A 0.400-kg object attached to a spring with a force constant of 8.00 N/m vibrate

Question

A 0.400-kg object attached to a spring with a force constant of 8.00 N/m vibrates in simple harmonic motion with an amplitude of 10.6 cm. (Assume the position of the object is at the origin at

t = 0.)

(a) Calculate the maximum value of its speed.

(b) Calculate the maximum value of its acceleration.

(c) Calculate the value of its speed when the object is 8.60 cm from the equilibrium position.

(d) Calculate the value of its acceleration when the object is 8.60 cm from the equilibrium position.

(e) Calculate the time interval required for the object to move from x = 0 to x = 4.60 cm.

Can I please get the answers in steps.
◆ ◆ ◆
→ Exercise requirements:
- a) What amplitude does the spring problem give for the object's motion?
- b) Summarize the spring problem in two sentences.
- c) Carry on the spring problem from its final line.

(Shape labeling records)
◆ ◆ ◆
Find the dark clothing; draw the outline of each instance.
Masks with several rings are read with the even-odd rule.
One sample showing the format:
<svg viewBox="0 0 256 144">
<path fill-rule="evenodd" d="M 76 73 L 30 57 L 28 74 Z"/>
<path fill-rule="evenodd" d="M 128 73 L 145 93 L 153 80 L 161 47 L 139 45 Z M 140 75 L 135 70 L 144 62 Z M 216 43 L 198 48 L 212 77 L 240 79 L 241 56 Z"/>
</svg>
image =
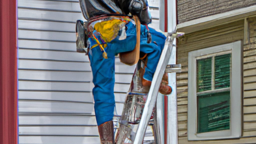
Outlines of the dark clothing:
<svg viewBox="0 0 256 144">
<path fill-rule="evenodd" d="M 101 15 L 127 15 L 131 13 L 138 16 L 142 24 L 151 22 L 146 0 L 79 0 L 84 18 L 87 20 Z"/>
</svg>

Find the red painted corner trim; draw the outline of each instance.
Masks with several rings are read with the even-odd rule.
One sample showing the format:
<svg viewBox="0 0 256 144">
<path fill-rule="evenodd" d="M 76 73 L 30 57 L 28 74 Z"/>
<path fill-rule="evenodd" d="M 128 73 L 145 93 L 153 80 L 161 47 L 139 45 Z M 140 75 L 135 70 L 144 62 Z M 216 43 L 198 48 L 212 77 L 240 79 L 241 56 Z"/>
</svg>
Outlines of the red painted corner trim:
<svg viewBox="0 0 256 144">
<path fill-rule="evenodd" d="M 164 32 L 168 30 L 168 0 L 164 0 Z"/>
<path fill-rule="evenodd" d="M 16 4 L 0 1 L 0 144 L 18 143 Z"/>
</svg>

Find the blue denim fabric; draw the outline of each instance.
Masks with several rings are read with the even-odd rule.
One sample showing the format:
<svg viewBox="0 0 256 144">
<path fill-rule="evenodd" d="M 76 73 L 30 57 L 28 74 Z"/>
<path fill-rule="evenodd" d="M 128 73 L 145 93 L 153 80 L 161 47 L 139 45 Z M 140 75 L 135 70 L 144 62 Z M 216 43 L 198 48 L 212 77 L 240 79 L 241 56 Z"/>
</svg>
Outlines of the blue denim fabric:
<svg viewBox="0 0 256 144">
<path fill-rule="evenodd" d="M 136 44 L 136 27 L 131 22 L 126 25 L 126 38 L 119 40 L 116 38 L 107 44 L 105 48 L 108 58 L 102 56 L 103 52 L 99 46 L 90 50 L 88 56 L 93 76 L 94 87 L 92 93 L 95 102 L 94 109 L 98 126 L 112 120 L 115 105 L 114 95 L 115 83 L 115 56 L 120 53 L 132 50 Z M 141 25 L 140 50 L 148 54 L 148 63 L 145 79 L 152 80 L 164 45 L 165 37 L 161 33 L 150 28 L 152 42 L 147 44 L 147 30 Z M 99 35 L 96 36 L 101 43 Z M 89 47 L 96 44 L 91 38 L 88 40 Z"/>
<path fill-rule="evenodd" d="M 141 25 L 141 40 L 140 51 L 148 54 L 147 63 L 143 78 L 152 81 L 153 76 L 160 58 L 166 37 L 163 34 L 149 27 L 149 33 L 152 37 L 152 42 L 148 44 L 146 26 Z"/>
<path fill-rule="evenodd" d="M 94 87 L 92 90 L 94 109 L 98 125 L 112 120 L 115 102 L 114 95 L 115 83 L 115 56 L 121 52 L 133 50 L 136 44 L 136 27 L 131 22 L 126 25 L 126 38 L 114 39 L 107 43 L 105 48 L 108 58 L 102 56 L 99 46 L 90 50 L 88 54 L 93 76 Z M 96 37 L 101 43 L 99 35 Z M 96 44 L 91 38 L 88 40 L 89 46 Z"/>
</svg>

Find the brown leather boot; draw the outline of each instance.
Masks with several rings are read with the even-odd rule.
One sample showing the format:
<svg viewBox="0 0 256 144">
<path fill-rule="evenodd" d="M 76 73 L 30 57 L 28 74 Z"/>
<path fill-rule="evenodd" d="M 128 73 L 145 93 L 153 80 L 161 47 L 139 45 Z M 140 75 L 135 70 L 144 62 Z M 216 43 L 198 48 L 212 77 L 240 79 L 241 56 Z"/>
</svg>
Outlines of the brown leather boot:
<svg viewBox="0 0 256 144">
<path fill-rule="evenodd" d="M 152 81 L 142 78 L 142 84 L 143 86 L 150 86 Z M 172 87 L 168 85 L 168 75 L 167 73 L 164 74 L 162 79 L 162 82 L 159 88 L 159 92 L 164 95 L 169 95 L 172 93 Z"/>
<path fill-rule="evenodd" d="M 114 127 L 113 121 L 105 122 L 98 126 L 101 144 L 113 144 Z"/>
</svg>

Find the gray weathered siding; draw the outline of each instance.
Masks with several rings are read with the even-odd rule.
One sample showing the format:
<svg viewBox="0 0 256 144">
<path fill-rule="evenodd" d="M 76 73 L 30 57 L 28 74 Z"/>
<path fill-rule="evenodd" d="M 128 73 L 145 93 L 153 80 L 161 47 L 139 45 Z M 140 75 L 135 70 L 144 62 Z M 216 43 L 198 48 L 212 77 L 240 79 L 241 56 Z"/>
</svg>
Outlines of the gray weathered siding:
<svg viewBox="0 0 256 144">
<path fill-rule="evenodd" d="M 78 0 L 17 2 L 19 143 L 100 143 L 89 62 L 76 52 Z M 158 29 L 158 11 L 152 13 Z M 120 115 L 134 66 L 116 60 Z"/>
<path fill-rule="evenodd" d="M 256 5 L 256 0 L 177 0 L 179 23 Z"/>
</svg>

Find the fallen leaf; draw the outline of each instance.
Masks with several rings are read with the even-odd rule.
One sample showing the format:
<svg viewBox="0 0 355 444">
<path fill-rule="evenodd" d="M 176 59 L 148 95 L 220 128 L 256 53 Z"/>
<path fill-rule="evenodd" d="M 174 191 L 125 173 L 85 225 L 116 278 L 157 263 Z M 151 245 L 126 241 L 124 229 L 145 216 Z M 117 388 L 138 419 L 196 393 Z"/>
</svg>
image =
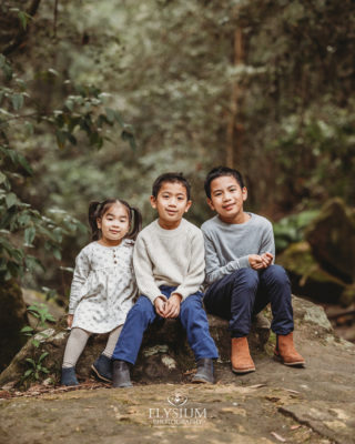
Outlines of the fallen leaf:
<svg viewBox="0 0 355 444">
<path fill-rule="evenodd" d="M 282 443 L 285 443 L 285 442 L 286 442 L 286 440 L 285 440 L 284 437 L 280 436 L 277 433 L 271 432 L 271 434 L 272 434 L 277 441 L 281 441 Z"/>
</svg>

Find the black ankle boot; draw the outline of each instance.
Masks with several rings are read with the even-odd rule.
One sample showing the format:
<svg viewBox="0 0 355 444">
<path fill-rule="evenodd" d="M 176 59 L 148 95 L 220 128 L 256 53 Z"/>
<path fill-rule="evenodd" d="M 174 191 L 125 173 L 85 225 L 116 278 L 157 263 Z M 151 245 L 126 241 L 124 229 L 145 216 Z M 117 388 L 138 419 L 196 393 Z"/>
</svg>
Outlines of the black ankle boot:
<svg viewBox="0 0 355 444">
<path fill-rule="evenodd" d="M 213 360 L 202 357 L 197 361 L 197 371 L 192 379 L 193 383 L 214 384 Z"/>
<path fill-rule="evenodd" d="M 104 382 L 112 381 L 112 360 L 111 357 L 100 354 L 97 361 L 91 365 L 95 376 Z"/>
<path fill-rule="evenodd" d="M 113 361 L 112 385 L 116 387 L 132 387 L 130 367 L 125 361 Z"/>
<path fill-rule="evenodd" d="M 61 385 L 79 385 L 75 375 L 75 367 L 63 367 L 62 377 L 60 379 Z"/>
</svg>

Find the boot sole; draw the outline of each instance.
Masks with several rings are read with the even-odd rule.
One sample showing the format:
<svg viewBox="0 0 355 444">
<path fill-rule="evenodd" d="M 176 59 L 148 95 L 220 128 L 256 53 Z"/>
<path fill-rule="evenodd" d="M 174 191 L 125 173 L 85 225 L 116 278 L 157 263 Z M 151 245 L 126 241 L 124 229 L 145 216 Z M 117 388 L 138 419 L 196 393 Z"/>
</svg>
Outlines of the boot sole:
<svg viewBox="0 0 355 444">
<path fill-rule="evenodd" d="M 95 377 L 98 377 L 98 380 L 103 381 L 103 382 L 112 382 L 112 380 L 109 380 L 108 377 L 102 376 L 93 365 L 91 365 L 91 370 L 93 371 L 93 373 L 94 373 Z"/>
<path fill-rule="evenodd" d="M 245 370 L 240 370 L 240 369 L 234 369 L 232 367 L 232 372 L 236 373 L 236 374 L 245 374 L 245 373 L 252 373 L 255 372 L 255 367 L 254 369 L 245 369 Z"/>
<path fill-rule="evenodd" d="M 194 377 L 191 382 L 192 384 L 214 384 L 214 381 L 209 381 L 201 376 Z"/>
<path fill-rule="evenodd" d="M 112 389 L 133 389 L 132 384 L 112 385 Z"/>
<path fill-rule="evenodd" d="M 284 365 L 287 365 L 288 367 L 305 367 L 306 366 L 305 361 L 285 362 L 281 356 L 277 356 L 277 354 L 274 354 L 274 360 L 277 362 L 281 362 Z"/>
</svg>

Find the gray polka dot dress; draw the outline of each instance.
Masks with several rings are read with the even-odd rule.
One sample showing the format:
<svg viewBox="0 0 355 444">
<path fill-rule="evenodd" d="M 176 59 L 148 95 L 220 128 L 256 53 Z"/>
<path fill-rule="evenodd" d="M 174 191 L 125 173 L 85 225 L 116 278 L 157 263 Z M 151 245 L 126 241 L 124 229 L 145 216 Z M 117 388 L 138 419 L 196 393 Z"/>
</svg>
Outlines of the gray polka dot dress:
◆ ◆ ◆
→ Responses for each task:
- a) 10.6 cm

- b) A 0.400-kg object on a spring with a force constant of 8.00 N/m moves in simple harmonic motion with an amplitude of 10.6 cm, starting at the origin at t = 0. The poster asks for step-by-step answers for the maximum speed and acceleration, the speed and acceleration at 8.60 cm from equilibrium, and the time to move from x = 0 to x = 4.60 cm.

- c)
Explanation / Answer

here,

mass of the object , m = 0.4 kg

spring constant , K = 8 N/m

amplitude , A = 10.6 cm

A = 0.106 m

teh angular frequency , w = sqrt(K/m)

w = sqrt (8/0.4)

w = 4.47 rad/s

(a)

the maximum value of its speed , Vmax = A * w

Vmax = 0.106 * 4.47

Vmax = 0.47 m/s

the maximum value of its speed is 0.47 m/s

(b)

the maximum value of its acceleration , amax = A * w^2

amax = 0.106 * 4.47^2

amax = 2.12 m/s^2

the maximum value of its acceleration is 2.12 m/s^2

(c)

let the value of its speed when the object is 8.60 cm from the equilibrium position be v
distance x = 8.6 cm

x = 0.086 m

using conservation of energy ,

0.5 * m * v^2 = 0.5 * k * x^2

0.4 * v^2 = 8 * 0.086^2

v = 0.38 m/s

the value of its speed when the object is 8.60 cm from the equilibrium position is 0.38 m/s

(d)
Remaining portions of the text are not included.